Given problem »
Can you quote the lines below exactly, starting at the line with "Can you find the seated" and going through the last one?

Input »
= = = = =

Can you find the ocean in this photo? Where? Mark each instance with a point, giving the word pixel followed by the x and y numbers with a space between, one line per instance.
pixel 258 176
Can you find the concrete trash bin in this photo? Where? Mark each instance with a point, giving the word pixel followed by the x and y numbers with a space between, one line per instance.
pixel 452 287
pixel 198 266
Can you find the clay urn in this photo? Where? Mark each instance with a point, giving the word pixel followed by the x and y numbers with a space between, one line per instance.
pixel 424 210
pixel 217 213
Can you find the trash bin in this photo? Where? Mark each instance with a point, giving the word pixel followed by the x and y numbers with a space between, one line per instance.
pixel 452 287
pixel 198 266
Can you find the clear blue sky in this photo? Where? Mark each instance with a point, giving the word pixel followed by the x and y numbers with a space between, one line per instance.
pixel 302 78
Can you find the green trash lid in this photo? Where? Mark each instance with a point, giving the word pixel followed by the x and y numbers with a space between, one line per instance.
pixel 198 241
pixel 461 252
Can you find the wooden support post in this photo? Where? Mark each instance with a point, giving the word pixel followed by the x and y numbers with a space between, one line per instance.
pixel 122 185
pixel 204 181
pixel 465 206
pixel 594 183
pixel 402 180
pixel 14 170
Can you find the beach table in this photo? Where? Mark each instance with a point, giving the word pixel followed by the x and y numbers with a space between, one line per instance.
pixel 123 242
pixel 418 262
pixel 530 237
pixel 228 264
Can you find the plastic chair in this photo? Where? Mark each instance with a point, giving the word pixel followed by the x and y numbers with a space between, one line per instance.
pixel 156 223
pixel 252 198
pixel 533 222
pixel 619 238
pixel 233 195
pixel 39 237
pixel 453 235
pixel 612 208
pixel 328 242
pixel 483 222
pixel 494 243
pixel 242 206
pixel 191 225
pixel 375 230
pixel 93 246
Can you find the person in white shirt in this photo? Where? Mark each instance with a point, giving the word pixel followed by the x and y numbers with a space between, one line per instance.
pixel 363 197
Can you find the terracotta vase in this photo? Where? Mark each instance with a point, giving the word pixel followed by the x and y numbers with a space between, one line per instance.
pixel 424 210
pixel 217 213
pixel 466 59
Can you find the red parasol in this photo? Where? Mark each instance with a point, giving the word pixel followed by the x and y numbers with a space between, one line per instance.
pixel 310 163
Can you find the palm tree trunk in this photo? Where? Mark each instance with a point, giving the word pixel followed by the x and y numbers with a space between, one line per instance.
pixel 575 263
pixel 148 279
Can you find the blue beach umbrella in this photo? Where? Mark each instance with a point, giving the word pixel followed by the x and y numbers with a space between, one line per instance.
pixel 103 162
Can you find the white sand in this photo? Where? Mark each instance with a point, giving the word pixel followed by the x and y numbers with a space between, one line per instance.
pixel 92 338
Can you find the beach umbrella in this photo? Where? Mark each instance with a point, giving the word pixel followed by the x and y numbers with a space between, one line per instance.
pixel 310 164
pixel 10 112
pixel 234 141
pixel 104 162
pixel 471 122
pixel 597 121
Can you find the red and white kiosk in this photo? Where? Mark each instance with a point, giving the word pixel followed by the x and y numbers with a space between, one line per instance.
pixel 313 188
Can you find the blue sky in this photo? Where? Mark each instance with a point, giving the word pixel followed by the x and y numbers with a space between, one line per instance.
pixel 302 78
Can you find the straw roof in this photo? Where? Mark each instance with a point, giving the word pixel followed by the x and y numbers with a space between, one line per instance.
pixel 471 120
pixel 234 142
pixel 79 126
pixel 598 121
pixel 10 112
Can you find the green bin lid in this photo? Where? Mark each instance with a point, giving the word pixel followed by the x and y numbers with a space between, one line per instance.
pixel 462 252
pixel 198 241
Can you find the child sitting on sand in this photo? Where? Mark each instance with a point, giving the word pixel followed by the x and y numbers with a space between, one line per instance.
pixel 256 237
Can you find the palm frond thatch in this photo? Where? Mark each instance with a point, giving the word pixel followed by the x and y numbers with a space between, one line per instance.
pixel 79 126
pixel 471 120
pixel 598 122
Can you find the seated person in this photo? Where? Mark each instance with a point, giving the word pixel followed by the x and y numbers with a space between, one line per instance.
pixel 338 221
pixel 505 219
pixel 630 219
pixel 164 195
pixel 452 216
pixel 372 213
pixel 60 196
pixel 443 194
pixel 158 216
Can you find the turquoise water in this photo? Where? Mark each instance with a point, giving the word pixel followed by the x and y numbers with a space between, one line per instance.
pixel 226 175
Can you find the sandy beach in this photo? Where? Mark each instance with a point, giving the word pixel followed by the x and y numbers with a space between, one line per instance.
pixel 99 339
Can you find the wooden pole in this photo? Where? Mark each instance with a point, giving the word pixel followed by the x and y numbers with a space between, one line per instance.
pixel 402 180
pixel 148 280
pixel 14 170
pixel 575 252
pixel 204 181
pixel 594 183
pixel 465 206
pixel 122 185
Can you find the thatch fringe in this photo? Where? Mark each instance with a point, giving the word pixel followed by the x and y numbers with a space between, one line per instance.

= = = = =

Written solution »
Can you find the seated person in this photo? Where? Mark each instance with a point, giving the word pixel followed by the x and y numbers with a space between, one line per instance.
pixel 338 221
pixel 505 219
pixel 630 219
pixel 164 195
pixel 452 216
pixel 372 213
pixel 60 196
pixel 443 194
pixel 158 216
Can you find the turquoise water in this photo? Where? Mark each instance with a point, giving the word pixel followed by the x and y numbers with a space between, one line per instance.
pixel 226 175
Can you find the sandy beach in this photo? Where? Mark each instance with a point, giving the word pixel followed by the x and y numbers with a space between, one line per instance.
pixel 99 339
Can you find the wooden pole in this photo? Where? Mark each instance with a point, giving the word pixel followed by the x and y numbers with a space between, one line per instance.
pixel 402 180
pixel 148 280
pixel 14 170
pixel 575 252
pixel 204 181
pixel 594 183
pixel 465 206
pixel 122 185
Can you find the thatch fringe in this photo? Where? Mark each instance with a point, giving the word pixel followed by the x and y numbers with a space between, one line per instance.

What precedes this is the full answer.